[What the task requires]
Repeat exactly, and only, the lines from the one containing "TARGET = alloy wheel" through the last line of the data below.

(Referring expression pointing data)
■ ■ ■ ■ ■
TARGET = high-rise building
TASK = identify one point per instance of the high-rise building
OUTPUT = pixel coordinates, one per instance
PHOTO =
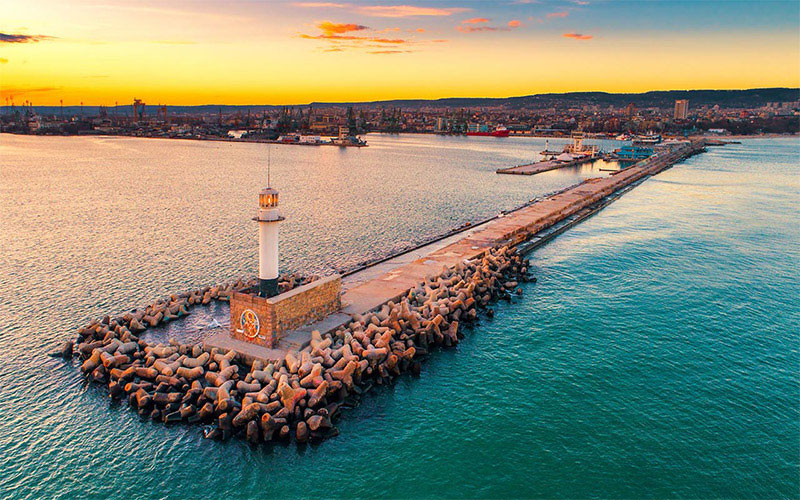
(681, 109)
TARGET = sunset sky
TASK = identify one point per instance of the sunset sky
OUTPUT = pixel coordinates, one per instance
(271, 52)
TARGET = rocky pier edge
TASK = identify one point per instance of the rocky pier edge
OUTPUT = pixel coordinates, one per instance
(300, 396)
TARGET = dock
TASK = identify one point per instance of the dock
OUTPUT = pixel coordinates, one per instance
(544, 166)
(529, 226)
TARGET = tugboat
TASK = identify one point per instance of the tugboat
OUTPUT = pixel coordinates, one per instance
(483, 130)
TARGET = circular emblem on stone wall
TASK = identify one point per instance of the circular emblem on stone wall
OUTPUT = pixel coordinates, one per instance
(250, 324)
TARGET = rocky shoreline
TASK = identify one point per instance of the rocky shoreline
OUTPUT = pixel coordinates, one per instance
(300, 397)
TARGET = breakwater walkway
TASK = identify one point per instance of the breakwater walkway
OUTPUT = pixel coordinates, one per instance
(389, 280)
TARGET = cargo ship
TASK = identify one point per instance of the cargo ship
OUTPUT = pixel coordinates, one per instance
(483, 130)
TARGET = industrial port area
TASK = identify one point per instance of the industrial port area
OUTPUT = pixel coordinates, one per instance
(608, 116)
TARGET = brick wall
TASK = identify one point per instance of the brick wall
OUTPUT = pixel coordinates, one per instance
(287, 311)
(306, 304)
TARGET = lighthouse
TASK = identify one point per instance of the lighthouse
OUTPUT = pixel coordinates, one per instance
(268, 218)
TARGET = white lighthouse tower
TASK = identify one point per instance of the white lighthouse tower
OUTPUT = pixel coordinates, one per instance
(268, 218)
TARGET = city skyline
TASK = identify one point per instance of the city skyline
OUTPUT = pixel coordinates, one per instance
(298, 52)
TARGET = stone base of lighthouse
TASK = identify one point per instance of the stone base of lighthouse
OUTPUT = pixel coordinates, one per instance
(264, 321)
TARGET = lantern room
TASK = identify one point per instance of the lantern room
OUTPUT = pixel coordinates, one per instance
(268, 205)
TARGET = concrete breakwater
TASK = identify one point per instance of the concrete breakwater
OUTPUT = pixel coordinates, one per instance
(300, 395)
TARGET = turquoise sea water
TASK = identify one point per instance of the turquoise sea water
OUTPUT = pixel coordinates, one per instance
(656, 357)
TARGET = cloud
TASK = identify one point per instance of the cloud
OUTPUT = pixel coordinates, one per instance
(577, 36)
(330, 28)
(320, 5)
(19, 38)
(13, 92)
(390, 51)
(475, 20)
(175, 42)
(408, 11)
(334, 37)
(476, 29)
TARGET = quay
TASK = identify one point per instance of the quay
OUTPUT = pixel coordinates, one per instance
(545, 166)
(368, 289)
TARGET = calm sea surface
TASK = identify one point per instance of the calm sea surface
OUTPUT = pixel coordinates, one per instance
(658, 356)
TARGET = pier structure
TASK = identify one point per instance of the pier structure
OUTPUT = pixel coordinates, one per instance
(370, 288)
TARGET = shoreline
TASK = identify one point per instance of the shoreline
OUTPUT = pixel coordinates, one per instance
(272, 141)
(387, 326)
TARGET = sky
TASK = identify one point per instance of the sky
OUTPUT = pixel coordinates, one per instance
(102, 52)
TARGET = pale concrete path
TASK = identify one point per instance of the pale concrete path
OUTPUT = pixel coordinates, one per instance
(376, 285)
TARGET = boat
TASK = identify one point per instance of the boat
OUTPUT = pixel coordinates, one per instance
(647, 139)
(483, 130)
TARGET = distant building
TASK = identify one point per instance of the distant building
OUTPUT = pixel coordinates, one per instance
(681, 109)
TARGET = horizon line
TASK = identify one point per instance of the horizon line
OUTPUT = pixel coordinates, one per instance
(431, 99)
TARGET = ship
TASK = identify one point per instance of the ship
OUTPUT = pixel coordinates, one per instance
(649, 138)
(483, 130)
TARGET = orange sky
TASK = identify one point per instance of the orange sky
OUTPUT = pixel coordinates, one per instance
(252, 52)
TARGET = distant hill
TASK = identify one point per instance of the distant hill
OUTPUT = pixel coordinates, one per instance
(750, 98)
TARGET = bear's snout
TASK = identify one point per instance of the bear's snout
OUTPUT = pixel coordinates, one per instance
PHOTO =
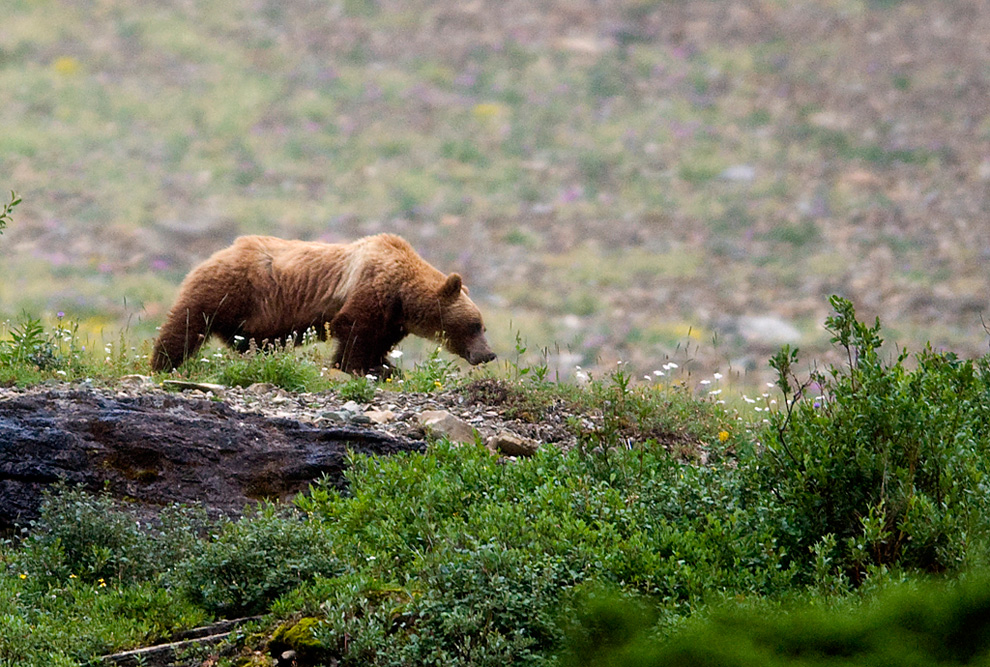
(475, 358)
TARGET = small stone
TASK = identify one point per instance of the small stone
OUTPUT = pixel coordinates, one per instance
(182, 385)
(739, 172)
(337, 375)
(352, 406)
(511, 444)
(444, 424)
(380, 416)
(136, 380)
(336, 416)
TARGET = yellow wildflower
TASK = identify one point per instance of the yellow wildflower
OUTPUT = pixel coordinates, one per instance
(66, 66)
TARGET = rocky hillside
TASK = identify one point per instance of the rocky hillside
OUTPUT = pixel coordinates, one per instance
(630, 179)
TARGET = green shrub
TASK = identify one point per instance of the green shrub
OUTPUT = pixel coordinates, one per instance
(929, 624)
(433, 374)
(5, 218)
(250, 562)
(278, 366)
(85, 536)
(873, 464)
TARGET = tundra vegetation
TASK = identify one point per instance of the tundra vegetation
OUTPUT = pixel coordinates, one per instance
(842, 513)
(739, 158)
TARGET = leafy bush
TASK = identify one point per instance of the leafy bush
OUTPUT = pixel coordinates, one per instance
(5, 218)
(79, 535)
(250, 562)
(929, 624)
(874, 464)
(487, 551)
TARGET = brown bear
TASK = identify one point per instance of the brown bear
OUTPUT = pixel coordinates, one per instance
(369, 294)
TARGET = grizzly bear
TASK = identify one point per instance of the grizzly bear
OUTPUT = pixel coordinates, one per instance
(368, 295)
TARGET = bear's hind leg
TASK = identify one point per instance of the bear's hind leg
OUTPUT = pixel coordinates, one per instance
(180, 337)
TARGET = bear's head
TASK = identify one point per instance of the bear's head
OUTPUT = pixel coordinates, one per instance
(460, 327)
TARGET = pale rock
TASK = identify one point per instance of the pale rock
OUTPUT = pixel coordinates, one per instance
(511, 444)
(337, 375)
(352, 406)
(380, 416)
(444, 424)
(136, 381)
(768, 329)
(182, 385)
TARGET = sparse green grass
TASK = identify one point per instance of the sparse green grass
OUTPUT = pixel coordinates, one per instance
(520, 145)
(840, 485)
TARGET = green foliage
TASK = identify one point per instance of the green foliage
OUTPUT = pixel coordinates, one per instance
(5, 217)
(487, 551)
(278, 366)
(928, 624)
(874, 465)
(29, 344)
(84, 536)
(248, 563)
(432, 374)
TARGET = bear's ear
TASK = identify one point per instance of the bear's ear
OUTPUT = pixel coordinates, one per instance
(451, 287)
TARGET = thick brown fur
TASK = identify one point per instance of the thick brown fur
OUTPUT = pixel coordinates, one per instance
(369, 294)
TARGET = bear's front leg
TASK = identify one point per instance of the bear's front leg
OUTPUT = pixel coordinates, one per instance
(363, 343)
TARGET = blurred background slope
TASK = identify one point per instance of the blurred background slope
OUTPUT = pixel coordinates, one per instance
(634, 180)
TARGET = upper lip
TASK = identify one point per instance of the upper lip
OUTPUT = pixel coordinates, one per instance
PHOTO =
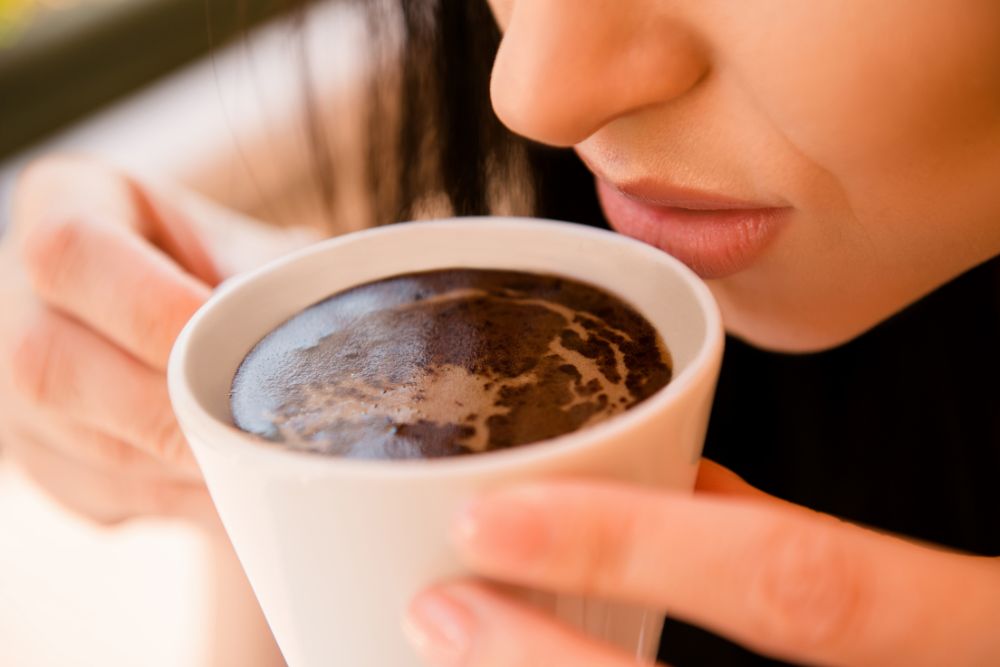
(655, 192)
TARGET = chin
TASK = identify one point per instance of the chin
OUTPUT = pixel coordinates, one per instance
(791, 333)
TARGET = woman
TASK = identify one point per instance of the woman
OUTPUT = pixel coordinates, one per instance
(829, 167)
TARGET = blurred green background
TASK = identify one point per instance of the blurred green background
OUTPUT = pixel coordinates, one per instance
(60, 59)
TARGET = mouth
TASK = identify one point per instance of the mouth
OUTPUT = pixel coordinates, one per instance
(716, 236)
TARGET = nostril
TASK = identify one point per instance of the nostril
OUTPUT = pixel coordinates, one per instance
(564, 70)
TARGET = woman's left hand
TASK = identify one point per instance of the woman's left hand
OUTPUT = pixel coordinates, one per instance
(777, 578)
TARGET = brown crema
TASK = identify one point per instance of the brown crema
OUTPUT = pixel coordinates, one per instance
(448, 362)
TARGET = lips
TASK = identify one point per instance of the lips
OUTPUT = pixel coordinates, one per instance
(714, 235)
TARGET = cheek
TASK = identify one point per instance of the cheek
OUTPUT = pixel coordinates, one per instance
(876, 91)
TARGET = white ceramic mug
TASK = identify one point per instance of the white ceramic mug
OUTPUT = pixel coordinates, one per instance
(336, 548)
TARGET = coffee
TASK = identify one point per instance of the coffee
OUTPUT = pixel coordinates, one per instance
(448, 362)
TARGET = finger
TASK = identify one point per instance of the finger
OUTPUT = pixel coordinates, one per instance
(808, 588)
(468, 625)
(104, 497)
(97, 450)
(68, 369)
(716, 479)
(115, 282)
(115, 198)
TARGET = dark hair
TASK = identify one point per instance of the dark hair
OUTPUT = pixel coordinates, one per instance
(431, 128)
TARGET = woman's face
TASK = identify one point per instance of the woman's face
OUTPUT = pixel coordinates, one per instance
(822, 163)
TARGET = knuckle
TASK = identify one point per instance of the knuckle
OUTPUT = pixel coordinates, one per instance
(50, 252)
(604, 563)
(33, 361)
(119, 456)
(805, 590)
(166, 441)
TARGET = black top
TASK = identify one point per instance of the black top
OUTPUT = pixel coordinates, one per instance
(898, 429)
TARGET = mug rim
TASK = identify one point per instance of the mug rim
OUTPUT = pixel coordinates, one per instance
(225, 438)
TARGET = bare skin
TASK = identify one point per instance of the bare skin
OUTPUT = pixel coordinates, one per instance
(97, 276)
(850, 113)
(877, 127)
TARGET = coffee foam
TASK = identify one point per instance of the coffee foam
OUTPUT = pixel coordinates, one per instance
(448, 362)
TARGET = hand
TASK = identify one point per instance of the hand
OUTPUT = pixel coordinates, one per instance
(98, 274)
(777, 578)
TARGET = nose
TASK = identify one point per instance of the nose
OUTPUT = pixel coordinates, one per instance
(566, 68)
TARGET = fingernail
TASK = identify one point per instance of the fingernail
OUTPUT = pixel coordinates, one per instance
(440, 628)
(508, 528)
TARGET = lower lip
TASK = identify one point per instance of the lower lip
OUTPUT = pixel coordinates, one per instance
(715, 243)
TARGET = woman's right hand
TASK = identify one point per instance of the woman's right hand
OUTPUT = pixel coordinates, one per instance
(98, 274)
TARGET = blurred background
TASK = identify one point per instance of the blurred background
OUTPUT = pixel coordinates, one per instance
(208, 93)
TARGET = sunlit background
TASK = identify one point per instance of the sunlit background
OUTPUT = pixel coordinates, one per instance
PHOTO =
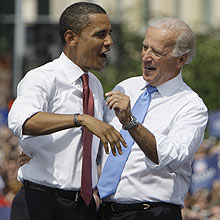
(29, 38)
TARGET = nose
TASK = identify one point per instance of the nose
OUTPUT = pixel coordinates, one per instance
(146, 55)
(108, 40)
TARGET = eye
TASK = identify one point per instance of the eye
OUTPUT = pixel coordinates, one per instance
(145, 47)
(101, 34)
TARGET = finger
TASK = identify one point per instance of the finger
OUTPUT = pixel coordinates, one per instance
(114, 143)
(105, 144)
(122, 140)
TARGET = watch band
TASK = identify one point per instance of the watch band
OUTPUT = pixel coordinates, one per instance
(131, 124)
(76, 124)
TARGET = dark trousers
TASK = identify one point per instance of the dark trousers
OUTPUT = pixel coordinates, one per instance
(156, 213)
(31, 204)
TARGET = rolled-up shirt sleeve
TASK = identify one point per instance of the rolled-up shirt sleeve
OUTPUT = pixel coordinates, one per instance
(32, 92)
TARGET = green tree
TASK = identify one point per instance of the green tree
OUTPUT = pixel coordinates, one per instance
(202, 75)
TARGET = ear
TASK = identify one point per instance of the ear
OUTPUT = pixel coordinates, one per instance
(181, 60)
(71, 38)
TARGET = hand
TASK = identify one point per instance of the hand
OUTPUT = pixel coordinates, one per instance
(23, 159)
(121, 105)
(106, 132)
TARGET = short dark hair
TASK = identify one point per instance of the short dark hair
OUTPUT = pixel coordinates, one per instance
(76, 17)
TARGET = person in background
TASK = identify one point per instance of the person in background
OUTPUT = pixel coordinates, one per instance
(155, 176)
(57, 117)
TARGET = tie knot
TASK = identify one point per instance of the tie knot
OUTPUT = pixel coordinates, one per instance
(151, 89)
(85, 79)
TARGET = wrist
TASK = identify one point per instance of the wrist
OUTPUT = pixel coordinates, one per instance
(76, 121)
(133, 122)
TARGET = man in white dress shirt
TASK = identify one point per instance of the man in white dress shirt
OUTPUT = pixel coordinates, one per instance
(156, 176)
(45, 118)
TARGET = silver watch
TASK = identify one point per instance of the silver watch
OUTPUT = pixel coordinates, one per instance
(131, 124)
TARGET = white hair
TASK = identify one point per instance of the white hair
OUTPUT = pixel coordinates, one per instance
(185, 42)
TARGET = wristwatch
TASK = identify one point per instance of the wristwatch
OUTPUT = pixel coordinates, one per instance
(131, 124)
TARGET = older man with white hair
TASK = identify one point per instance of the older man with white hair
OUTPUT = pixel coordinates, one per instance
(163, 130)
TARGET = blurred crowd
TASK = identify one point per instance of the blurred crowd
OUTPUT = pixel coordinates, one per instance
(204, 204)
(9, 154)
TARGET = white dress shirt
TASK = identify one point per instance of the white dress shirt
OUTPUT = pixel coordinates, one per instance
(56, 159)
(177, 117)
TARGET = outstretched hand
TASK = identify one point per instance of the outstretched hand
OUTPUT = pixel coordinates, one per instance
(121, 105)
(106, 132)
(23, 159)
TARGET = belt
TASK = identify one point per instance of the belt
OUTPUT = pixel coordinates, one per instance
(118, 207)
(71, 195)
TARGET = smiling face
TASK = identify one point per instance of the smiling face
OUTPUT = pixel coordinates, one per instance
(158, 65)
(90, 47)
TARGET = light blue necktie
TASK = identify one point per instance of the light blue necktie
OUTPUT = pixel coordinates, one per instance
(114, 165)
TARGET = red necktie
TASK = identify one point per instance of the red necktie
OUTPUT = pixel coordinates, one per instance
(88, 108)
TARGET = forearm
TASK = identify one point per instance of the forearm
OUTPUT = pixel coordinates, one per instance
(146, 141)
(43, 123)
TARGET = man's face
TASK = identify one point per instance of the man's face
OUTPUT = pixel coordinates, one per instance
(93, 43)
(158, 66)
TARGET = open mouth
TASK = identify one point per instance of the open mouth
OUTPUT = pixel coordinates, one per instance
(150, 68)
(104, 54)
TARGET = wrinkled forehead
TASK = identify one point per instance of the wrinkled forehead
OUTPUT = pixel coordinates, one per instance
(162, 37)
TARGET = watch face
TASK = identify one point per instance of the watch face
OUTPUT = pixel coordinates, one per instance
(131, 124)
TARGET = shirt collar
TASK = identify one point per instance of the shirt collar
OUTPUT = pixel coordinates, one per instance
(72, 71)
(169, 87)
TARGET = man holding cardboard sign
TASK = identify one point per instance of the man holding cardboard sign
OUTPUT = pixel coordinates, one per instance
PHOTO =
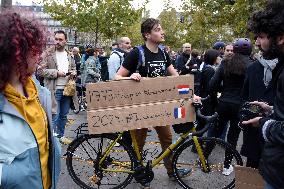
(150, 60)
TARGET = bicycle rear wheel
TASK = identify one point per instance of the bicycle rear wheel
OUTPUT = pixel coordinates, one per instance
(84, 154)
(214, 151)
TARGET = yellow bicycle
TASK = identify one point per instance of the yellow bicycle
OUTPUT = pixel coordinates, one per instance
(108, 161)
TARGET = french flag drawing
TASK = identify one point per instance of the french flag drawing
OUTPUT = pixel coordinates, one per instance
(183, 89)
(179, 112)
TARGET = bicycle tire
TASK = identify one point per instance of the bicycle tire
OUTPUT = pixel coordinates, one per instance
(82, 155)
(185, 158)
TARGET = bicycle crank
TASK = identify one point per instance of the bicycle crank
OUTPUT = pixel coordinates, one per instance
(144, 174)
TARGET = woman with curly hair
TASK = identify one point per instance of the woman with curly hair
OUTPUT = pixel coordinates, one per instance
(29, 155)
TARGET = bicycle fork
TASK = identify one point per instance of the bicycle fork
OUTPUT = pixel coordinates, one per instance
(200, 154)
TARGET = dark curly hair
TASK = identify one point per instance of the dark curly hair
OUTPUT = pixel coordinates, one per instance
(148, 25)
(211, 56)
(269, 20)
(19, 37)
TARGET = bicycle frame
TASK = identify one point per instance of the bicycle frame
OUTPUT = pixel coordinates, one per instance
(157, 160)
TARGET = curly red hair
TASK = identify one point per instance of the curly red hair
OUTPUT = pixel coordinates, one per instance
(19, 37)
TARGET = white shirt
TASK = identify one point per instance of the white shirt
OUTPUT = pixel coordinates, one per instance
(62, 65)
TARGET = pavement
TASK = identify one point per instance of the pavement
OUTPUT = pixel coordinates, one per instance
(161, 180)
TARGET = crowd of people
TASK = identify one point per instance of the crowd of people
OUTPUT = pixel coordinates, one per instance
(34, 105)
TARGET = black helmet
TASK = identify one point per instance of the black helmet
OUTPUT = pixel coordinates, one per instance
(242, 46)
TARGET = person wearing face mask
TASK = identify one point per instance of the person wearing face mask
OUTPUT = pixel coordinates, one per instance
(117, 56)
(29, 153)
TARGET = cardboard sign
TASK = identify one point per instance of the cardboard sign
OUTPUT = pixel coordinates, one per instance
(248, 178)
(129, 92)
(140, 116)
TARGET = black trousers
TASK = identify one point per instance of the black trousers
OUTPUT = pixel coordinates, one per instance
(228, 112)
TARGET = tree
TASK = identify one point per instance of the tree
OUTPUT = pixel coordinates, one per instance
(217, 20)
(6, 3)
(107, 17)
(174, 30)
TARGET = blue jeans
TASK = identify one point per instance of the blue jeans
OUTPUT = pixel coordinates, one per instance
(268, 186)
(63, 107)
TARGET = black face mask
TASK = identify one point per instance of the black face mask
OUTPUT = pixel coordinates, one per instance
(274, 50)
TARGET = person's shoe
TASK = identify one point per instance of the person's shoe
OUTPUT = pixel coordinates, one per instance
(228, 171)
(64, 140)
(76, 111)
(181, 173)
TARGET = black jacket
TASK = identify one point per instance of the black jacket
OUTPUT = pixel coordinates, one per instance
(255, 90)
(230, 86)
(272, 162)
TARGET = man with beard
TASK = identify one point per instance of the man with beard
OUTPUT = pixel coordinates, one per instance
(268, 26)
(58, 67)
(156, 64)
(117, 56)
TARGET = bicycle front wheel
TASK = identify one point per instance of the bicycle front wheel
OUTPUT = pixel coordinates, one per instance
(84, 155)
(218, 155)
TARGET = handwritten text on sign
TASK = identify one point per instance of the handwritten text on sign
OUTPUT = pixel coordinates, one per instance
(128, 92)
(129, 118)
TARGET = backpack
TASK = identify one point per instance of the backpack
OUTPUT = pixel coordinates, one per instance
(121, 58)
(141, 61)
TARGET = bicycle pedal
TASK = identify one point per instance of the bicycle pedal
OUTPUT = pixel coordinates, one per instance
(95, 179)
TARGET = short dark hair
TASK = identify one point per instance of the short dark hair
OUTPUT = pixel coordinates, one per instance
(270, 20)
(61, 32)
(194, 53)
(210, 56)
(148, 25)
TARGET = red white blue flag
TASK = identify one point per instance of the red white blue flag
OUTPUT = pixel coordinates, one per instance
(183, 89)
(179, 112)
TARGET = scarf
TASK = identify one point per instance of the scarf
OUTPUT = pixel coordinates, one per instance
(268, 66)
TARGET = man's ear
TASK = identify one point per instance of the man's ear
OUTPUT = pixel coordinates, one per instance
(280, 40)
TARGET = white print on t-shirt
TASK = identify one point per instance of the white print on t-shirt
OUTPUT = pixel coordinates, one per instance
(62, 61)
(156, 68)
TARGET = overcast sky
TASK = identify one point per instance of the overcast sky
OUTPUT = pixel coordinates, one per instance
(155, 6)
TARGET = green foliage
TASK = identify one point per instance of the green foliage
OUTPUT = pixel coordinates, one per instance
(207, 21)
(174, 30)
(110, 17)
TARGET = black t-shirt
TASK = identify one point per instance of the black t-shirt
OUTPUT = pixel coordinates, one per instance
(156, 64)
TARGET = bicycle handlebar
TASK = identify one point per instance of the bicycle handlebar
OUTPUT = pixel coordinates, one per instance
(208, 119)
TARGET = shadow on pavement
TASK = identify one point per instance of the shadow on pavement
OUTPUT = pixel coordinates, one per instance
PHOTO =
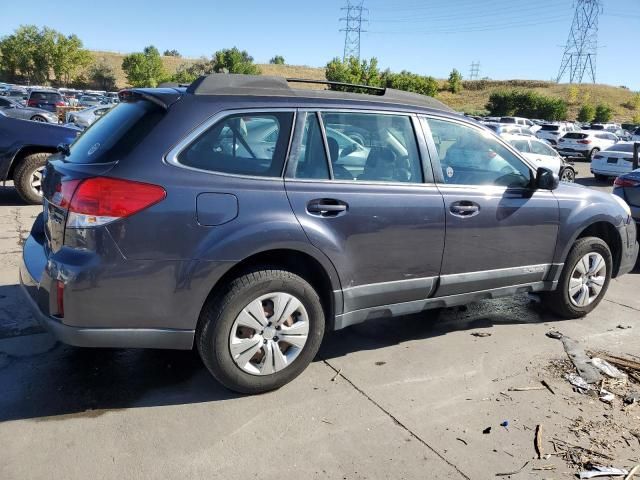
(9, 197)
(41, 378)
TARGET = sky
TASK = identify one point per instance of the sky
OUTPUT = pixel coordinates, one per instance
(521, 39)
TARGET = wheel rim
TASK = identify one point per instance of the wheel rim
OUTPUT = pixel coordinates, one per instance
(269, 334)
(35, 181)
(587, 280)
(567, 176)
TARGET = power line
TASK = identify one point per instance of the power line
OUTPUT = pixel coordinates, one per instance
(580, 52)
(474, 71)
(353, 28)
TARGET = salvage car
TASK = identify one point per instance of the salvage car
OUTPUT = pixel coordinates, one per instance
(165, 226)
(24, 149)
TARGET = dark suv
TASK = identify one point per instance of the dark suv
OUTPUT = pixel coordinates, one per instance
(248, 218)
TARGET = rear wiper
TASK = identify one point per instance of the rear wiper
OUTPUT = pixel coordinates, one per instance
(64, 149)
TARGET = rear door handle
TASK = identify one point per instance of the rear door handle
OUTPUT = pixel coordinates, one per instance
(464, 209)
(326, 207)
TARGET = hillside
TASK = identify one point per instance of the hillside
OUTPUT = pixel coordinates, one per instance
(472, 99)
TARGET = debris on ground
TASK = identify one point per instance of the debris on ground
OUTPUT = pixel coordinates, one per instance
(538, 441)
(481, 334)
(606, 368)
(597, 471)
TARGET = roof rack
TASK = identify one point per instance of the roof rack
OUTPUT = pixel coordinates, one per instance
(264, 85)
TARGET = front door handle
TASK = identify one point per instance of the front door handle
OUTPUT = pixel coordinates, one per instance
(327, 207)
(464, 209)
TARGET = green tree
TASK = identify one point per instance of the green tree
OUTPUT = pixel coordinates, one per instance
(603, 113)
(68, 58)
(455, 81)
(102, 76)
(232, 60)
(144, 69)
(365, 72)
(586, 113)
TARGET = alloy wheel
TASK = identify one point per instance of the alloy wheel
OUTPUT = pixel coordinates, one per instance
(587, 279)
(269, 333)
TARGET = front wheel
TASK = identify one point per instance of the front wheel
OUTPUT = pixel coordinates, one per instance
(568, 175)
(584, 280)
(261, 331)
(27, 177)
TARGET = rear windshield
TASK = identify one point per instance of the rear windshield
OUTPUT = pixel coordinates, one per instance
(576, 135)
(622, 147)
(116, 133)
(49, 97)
■ ■ ■ ■ ■
[Written reply]
TARGET = alloy wheel
TASK = identify one point per instance of the alloy wheel
OUTPUT = pixel coordinates, one per instance
(587, 279)
(269, 333)
TARGET = front wheel
TASK = identify one point per instance of the front wheel
OUTPUT = pixel coordinates, one per instance
(568, 175)
(584, 280)
(261, 331)
(27, 177)
TARGET = rear windshield
TASK = identify one point per instance of the rear windshield
OUTPUT = pixel coordinates, one per instance
(576, 135)
(622, 147)
(116, 133)
(49, 97)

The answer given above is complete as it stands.